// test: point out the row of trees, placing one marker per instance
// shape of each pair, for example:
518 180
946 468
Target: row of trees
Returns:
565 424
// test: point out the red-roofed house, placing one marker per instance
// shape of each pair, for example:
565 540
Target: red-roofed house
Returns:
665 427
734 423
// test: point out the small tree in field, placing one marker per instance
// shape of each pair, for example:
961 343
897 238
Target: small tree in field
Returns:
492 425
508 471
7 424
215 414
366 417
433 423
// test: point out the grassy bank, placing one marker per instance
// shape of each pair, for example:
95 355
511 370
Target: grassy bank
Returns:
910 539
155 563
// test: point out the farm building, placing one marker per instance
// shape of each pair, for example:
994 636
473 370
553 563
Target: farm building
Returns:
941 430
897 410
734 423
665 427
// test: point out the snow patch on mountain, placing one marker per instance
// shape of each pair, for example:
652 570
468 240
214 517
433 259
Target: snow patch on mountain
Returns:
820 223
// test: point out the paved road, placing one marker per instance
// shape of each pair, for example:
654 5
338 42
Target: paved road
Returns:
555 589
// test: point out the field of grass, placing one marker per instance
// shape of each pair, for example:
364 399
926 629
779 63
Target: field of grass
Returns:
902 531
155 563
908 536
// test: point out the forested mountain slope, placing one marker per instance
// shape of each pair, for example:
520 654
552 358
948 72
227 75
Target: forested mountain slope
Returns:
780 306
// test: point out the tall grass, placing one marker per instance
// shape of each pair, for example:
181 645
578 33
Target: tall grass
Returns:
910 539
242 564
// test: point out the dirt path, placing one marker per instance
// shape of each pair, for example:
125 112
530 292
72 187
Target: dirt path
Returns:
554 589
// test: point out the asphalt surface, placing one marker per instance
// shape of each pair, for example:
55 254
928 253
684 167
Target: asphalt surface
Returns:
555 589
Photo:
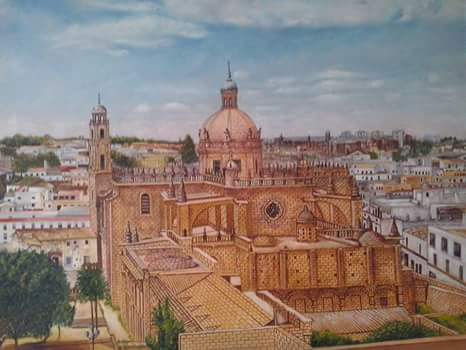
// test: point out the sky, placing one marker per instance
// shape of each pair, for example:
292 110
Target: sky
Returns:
302 67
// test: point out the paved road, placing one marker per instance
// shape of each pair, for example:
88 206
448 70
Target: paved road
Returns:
436 343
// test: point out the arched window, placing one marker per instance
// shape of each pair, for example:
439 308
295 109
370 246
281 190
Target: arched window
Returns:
145 204
102 162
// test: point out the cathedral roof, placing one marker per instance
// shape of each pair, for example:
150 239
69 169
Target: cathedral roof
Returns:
305 216
238 123
99 109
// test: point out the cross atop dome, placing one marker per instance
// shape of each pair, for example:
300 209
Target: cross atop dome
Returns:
229 91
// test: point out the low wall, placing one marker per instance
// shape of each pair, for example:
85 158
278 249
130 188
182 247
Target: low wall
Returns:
266 338
434 343
446 301
420 320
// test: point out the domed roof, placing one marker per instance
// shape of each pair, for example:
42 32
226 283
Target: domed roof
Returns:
238 123
230 85
99 109
231 164
305 216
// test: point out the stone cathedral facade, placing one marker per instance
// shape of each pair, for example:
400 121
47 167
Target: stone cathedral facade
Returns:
234 245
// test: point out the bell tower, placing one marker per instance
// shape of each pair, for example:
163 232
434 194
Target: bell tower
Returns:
100 169
229 92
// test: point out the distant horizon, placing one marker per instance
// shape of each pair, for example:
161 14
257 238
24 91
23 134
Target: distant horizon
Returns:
302 68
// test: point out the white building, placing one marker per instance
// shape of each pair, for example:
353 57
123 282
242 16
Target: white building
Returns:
447 255
22 220
28 197
414 249
68 247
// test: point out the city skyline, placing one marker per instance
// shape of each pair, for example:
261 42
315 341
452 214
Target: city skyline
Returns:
300 69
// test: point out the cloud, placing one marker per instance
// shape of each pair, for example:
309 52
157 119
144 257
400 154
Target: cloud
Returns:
175 107
240 74
119 5
337 74
142 108
316 14
116 36
279 82
433 77
376 83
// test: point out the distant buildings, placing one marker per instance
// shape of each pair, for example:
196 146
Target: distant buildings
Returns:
69 247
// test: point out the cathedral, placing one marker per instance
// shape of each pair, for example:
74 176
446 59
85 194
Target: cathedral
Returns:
237 247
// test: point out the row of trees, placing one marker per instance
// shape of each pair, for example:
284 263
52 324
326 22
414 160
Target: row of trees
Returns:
394 330
19 140
35 295
23 162
127 140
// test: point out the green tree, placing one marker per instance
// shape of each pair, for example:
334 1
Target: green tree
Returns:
398 330
8 151
32 290
64 316
188 150
168 328
123 161
23 162
327 338
91 288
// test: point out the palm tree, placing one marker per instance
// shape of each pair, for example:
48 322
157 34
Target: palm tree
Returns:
91 287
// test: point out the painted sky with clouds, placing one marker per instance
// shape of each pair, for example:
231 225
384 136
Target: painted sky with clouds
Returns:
301 66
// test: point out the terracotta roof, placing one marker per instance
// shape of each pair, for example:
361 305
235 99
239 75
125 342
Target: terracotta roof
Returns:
419 232
40 235
236 121
215 304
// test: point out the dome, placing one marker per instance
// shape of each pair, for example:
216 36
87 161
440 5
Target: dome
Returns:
231 165
305 216
230 85
99 109
238 123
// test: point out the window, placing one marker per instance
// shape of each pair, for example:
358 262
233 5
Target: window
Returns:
432 240
444 245
216 166
145 204
102 162
457 249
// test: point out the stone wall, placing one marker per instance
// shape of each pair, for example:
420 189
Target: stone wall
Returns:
446 301
324 268
266 338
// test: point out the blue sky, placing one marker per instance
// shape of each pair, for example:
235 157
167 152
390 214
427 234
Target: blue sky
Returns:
301 66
○ ○ ○ ○ ○ ○ ○
Your reply should hold every line from the data that contains "with", copied in full.

// test: point out the painted sky with clouds, placing one marker per instance
Target: painted sky with clouds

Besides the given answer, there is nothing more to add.